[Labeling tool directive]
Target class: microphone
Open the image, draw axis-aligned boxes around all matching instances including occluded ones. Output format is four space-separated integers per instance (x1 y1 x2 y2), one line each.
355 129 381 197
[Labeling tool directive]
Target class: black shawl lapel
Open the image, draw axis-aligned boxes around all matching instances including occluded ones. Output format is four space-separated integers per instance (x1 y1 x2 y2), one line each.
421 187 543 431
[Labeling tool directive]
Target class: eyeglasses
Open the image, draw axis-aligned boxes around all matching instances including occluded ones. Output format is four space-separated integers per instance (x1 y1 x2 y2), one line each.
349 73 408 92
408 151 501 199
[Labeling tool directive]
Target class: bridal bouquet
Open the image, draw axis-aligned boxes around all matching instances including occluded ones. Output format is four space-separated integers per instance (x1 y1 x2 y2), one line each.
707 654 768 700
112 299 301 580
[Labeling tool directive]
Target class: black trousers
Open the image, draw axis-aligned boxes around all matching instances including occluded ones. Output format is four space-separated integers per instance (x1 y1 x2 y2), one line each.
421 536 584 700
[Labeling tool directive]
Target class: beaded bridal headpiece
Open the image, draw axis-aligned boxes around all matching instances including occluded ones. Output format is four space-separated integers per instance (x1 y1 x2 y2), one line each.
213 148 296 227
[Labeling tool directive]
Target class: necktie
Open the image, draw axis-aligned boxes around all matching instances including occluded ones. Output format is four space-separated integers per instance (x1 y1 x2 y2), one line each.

******************************

• _Exercise details_:
Reproduce the records above exactly as they appear.

• _Finished exercise_:
[Labeling tool directive]
Target class: microphone
Open the image, draw axis-aligned boxes around all matching instances including occluded ones. Output format is four space-separated integers per instance (x1 y1 x2 y2), one line each.
355 129 381 197
[Labeling tool directive]
Target class: black shawl lapel
Open the image, draw axis-aligned boxes around all matching instances including occluded ones. Output format is four space-separated integers per instance (x1 y1 x2 y2), one line each.
421 187 543 431
[Labeling tool directive]
Target class: eyeglasses
Open the image, draw axis-aligned boxes around all matching instances including occluded ones. Output format is four space-separated integers per instance (x1 y1 x2 y2), one line each.
349 73 408 92
408 151 501 199
[Labeling tool directive]
Target class: bridal bouquet
Open the image, draw axis-aligned boxes around all matching instances including occluded ones. Output format is four space-separated integers per instance (x1 y1 x2 y2), one line each.
707 654 768 700
112 299 301 580
[Labeling tool directive]
Target class: black trousers
Open the image, draw axis-aligned boxes around all matching instances including occluded ones. Output format is four space-separated integers per instance (x1 y1 x2 y2), one line each.
421 536 584 700
[Labeling tool directive]
Target class: beaded bridal headpiece
Open the image, draw axis-aligned boxes around all matching instances including occluded ones. Output format is four space-separated integers per instance (x1 y1 x2 y2), one line each.
213 148 296 227
[Labeling tool directive]
Target class: necktie
Open the image, draw axis-aligned boxes around all matching instances including occluded ones. Output format is four space-separated integers per instance (x1 y1 x2 y2), one line each.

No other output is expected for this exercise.